● **Exercise**: The line that contains "Target: glossy leaf" marks the end: retype the data below exactly from its first line through that line.

Stored items
++++

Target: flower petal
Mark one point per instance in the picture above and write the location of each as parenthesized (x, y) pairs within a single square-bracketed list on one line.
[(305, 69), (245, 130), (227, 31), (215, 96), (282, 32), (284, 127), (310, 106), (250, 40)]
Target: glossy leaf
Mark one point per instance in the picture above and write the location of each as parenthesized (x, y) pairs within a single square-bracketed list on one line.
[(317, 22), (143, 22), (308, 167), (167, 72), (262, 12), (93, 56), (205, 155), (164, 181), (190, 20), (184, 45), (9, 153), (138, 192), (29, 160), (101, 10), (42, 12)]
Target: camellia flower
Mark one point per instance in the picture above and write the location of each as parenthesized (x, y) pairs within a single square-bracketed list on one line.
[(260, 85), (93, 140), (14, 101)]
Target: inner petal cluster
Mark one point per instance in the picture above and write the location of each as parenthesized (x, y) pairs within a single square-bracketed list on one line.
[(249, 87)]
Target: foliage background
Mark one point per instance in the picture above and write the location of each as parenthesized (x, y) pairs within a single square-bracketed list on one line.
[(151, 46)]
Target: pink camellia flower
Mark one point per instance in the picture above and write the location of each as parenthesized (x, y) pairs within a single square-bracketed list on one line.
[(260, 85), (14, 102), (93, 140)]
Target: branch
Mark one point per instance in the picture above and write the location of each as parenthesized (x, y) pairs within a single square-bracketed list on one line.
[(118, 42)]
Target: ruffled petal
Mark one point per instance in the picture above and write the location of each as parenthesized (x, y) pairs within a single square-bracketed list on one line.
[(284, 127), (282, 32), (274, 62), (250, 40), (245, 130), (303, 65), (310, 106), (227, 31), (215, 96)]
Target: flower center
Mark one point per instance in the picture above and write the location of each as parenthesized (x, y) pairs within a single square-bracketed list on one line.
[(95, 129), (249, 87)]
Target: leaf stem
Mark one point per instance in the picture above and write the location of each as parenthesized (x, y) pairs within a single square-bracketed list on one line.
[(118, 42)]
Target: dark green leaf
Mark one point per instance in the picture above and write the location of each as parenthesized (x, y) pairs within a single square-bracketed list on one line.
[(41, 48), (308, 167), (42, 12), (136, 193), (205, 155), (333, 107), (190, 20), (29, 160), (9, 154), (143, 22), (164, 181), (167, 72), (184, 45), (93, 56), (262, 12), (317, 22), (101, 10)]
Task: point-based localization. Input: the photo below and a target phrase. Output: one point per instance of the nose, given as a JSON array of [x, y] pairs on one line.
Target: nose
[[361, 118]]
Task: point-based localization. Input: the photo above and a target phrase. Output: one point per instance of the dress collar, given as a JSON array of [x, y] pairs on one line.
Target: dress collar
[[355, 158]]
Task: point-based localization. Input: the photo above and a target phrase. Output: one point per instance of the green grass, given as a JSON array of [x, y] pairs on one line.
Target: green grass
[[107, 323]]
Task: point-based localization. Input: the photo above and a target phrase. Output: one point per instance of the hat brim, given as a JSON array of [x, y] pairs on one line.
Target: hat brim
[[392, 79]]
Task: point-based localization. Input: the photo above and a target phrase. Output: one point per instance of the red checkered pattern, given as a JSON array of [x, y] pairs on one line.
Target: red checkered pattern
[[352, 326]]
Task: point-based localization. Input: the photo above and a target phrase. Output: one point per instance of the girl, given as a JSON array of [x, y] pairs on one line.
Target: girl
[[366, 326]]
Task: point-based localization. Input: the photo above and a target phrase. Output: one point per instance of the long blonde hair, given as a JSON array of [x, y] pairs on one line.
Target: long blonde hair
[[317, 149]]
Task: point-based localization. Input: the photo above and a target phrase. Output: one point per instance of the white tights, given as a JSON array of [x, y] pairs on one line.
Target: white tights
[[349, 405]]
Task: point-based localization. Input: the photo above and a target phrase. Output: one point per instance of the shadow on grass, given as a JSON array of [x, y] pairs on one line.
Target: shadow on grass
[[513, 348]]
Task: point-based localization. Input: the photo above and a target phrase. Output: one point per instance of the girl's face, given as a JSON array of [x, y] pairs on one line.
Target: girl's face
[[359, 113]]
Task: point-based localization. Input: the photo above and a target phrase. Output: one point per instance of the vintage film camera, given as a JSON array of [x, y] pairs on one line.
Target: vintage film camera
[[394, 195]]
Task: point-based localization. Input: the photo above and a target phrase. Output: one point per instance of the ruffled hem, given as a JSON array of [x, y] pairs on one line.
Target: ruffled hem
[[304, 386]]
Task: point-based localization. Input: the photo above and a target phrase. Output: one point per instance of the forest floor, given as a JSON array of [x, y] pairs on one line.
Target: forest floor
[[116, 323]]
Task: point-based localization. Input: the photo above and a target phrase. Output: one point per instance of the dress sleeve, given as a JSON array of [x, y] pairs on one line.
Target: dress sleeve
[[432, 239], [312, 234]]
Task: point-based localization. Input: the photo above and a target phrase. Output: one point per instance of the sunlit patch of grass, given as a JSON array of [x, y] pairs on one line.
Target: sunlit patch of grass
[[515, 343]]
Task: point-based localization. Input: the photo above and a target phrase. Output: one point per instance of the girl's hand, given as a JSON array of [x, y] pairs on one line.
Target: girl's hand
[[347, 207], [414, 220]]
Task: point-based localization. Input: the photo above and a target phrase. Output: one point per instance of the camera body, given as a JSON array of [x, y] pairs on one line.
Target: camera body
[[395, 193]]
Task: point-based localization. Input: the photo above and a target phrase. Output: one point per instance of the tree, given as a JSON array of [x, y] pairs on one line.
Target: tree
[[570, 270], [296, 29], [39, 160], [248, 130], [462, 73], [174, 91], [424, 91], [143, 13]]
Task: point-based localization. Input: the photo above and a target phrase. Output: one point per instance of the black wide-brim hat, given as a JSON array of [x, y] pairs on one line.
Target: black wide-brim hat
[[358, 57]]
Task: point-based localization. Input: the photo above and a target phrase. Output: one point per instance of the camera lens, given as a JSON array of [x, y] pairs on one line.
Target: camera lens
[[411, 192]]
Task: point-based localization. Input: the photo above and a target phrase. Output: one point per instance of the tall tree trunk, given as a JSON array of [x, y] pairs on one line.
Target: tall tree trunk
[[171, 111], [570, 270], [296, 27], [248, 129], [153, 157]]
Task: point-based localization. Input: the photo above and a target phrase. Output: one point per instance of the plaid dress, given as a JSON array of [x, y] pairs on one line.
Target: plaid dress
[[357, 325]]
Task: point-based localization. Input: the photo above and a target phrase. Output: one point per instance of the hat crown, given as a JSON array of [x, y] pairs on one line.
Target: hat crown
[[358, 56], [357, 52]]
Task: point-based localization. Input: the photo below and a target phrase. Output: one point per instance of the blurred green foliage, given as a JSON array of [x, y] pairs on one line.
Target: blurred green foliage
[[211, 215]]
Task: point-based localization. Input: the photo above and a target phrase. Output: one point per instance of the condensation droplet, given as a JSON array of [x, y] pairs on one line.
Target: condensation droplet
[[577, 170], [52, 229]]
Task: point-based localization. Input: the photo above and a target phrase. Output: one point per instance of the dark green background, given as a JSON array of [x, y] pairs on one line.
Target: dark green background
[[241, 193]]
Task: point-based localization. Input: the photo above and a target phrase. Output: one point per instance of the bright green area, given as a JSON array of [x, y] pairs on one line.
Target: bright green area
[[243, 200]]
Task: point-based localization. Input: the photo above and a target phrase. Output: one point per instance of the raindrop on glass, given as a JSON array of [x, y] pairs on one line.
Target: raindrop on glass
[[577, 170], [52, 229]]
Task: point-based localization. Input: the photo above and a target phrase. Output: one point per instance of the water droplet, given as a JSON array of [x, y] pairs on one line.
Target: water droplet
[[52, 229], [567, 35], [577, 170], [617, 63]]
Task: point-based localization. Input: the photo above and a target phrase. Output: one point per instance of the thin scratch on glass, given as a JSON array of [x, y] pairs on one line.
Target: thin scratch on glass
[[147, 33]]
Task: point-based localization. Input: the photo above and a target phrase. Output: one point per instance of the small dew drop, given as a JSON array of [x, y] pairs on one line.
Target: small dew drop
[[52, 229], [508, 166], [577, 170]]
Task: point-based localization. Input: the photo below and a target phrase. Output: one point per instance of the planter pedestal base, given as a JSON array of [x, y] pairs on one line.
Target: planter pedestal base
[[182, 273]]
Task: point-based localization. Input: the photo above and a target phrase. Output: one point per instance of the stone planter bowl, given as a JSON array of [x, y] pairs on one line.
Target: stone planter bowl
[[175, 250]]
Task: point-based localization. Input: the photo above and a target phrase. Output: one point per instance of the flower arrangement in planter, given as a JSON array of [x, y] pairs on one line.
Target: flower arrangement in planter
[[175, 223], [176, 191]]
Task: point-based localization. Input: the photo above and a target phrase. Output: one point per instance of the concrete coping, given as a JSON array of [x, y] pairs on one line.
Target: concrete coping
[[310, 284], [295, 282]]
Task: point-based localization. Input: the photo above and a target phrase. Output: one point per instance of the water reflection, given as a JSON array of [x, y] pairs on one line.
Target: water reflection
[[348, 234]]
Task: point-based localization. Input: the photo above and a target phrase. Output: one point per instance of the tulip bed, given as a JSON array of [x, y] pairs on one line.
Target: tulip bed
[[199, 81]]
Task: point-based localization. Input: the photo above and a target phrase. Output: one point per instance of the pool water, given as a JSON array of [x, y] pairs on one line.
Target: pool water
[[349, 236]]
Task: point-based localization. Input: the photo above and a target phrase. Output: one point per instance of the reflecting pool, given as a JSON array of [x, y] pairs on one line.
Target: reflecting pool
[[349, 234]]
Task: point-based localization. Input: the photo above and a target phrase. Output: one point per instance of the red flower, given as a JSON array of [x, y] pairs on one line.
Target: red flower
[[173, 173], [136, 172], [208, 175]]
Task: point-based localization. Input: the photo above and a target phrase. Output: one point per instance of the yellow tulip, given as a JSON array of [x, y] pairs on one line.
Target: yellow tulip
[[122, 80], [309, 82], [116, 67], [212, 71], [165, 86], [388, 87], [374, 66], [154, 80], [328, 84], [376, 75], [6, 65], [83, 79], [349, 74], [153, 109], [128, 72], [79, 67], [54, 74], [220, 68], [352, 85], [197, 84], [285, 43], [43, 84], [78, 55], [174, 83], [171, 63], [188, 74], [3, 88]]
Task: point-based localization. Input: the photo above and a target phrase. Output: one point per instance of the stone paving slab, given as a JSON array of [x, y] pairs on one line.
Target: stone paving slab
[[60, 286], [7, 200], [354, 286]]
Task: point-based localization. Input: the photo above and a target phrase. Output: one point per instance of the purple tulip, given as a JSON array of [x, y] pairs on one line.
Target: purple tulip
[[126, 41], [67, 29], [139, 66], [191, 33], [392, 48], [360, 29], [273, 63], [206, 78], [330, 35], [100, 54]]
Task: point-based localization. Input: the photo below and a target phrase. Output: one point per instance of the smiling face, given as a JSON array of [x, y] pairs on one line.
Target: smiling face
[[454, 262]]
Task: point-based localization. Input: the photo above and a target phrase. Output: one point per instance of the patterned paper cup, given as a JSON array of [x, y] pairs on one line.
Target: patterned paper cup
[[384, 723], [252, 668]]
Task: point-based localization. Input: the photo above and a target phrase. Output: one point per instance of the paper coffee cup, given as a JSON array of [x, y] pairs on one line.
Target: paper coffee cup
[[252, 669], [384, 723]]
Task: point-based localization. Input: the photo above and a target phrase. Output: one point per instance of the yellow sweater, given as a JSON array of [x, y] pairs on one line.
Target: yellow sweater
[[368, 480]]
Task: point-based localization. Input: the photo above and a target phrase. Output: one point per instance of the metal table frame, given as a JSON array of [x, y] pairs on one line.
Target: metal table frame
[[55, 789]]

++++

● **Result of the task**:
Target: flower petal
Mark one point per instance in the picture above and write the location of each as parenthesized (x, y) pairs within a single square-bracketed list on one line.
[(305, 69), (245, 130), (227, 31), (215, 96), (282, 32), (284, 127), (310, 106), (250, 40)]
Target: glossy leaf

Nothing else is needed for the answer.